Text section ::
Psalm 46
TO THE CHOIRMASTER. OF THE SONS OF KORAH. ACCORDING TO ALAMOTH. A SONG.
God is our refuge and strength, a very present help in trouble.
Therefore we will not fear though the earth gives way, though the mountains be moved into the heart of the sea,
though its waters roar and foam, though the mountains tremble at its swelling. Selah
There is a river whose streams make glad the city of God, the holy habitation of the Most High.
God is in the midst of her; she shall not be moved; God will help her when morning dawns.
The nations rage, the kingdoms totter; he utters his voice, the earth melts.
The LORD of hosts is with us; the God of Jacob is our fortress. Selah
Come, behold the works of the LORD, how he has brought desolations on the earth.
He makes wars cease to the end of the earth; he breaks the bow and shatters the spear; he burns the chariots with fire.
“Be still, and know that I am God. I will be exalted among the nations, I will be exalted in the earth!”
The LORD of hosts is with us; the God of Jacob is our fortress. Selah
This is the psalm upon which Martin Luther based his great hymn: “A Mighty Fortress is our God/ A Bulwark never failing/ Our helper, He, amid the floods/ Of mortal ills prevailing.”
The first word of the psalm is Elohim, God. There is much danger and trouble and raging and tottering in this poem, yet in all this the poet first speaks of God. That’s harder than it looks here.
The word translated trouble is literally “straits.” It’s the particular trouble of having no more room – you look in your checking account and there’s not enough, you look at your options and they are depleted, you actually don’t know how to proceed, your charisma or force of personality doesn’t work anymore, you’ve ran out of inspiring platitudes, you’re emotionally spent….you’re stuck.
And there, in that small, confined space, you find God. That’s the word for “present” – to be found. God is there, the poet writes. Notice Him. He’s found just there. What a relief! We might have thought that God was always hovering around church buildings and beautiful thoughts. But there He is in the middle of… our trouble.

Listed records ::
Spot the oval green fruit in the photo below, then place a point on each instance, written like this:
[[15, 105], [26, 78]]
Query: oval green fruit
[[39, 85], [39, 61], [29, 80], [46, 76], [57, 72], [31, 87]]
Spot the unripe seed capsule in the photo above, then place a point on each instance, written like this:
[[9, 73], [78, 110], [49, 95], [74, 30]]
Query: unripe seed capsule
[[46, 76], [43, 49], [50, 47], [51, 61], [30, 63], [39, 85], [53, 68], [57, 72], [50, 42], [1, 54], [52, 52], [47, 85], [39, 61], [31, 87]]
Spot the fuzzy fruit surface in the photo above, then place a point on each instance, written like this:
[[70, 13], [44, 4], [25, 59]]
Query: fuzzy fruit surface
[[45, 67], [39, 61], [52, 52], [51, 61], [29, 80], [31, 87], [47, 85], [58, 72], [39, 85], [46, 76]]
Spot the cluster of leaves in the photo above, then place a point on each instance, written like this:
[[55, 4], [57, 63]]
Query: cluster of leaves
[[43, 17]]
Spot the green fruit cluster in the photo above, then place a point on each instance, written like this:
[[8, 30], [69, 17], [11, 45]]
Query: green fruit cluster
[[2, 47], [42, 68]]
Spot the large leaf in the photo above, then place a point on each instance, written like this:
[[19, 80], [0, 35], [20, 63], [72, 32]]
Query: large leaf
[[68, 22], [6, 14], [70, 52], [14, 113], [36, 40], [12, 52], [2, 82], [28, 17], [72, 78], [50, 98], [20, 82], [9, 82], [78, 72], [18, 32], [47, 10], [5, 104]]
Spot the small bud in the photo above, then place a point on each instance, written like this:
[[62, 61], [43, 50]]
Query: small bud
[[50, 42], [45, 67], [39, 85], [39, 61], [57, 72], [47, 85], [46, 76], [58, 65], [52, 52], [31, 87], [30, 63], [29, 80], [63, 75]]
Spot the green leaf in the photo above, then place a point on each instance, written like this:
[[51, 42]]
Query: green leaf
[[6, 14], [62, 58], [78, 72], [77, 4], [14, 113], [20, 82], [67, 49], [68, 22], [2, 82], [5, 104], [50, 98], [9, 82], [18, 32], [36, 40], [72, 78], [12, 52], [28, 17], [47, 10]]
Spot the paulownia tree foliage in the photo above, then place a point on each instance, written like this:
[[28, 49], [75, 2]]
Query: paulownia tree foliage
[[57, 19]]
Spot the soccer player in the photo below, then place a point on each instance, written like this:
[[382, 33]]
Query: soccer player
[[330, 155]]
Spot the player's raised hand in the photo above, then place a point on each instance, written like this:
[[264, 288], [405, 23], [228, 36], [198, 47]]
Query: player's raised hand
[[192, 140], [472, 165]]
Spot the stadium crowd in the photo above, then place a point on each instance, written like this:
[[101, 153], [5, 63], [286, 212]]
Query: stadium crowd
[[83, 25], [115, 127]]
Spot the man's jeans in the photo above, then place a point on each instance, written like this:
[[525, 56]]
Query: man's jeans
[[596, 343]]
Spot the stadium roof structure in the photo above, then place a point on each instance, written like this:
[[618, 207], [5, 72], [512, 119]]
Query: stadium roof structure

Set of tasks ::
• A. Say whether each statement below agrees with the text on Psalm 46, answering yes or no and quoting the deciding words of the text: (i) the word translated "trouble" literally means "straits"; (ii) the first word of the psalm is "LORD"; (iii) Martin Luther based a hymn on this psalm.
• B. Switch "Spot" to "Locate" in the entries, covering everything from the start of the entries down to the line containing "10], [5, 104]]", and leave all else unchanged.

Responses per task ::
• A.
(i) Yes: "The word translated trouble is literally “straits.”"
(ii) No: "The first word of the psalm is Elohim, God."
(iii) Yes: "This is the psalm upon which Martin Luther based his great hymn"

• B.
Locate the oval green fruit in the photo below, then place a point on each instance, written like this:
[[15, 105], [26, 78]]
Query: oval green fruit
[[39, 85], [39, 61], [29, 80], [46, 76], [57, 72], [31, 87]]
Locate the unripe seed capsule in the photo above, then place a point on each instance, written like this:
[[9, 73], [78, 110], [49, 95], [74, 30]]
Query: unripe seed capsule
[[46, 76], [43, 49], [50, 47], [51, 61], [30, 63], [39, 85], [53, 68], [57, 72], [50, 42], [1, 54], [52, 52], [47, 85], [39, 61], [31, 87]]
Locate the fuzzy fruit surface in the photo above, then place a point on each instance, written like this:
[[70, 13], [44, 4], [25, 59]]
Query: fuzzy fruit surface
[[45, 67], [39, 61], [52, 52], [51, 61], [29, 80], [31, 87], [47, 85], [58, 72], [39, 85], [46, 76]]
Locate the cluster of leaves in the photo above, then place a point on each instance, written like this:
[[55, 4], [57, 63]]
Query: cluster of leaves
[[43, 17]]
Locate the green fruit cluster in the photo above, then place a point on each instance, written like this:
[[8, 30], [69, 17], [11, 45]]
Query: green fruit cluster
[[2, 47], [42, 68]]
Locate the large leaf in the photo above, then place a point on each instance, written like this:
[[19, 80], [0, 35], [20, 63], [72, 32]]
Query: large leaf
[[68, 22], [6, 14], [70, 52], [14, 113], [36, 40], [12, 52], [2, 82], [28, 17], [72, 78], [50, 98], [20, 82], [9, 82], [78, 72], [18, 32], [47, 10], [5, 104]]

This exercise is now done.